EXERCICE = Convertissez tous les enregistrements ci-dessous en une liste JSON de chaînes, une chaîne par ligne, sans les lignes vides. Laissez les images hors de la réponse, s'il vous plaît.

DONNÉES FOURNIES =
- - - - -

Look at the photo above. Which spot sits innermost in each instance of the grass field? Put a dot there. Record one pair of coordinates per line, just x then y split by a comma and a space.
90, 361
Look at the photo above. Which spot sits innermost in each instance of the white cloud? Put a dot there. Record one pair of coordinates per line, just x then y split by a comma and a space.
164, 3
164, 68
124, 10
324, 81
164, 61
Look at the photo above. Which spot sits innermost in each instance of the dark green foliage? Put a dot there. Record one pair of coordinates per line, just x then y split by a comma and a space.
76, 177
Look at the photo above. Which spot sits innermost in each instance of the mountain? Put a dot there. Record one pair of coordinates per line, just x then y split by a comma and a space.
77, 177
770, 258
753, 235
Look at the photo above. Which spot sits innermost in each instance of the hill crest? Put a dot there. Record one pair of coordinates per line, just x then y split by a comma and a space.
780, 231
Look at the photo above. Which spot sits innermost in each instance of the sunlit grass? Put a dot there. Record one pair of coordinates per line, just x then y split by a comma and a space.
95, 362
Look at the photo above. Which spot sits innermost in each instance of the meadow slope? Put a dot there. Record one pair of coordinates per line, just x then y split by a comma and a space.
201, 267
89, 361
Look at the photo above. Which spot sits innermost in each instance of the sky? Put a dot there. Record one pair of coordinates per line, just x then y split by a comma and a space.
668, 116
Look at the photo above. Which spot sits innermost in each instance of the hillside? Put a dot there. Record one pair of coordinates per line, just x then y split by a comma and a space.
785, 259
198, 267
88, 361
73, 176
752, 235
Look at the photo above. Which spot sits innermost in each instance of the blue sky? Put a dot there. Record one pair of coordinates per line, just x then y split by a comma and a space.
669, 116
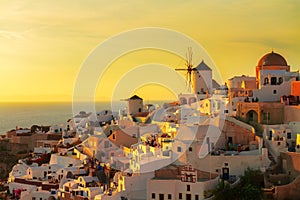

- - - - -

RÉSULTAT ATTENDU =
[
  "Look at the photo above. Which spot sits innermost in each instance of the grass field? Put a dot there. Record one pair of coordinates per line, just x then y split by a comma and a space.",
  "90, 361",
  "Look at the photo above. Which spot sits innermost in each instance of the white cloud? Put a dot there. Record one pair of coordinates per line, just x then y split by a comma and a space.",
  "164, 3",
  "164, 68",
  "124, 10",
  "324, 81",
  "164, 61",
  "Look at the photo above. Which spot sits innermost in each instance of the dark green foliage? Put a dot there. Record one pair of coordinates per line, just x then y split by a comma and a space.",
  "76, 177",
  "Look at the photo above. Which spot sits innermost in each instance of the mountain? Put a dot there. Record one pair of coordinates per line, just x then y split by a comma and a space.",
  "77, 177",
  "770, 258",
  "753, 235",
  "Look at the photo above. Which spot sits innermost in each instance of the hill crest? Put a dot there. Record one pair of coordinates per line, just x then y split by a comma and a space.",
  "780, 231",
  "Look at the photo above. Which spot sits innermost in each instance of the sunlit grass? Put a dot there. Record one pair of coordinates per line, just x then y split by a comma and a space.",
  "95, 362",
  "Look at the photo above. Which spot sits innermost in each instance of the meadow slope? Put a dot there. Record one pair of coordinates per line, just x then y split by a comma and a space.",
  "201, 267",
  "89, 361",
  "Look at the photo above. Which spot sits innermost in each instance of the sky? Put a dot there. Record one pair of coordinates per line, just x then y split by a comma and a space.",
  "668, 116",
  "Look at the photo above. Which spot sits innermost in each instance of the hillside? Put a dot there. Record one pair of coordinates per line, just x then y split by a comma and a space.",
  "785, 259",
  "198, 267",
  "88, 361",
  "73, 176",
  "752, 235",
  "Look at the photo above. Which spot sits innermost in each instance of the blue sky? Put a dot there. Record one pair of coordinates per line, just x then y split by a comma and a space.",
  "669, 116"
]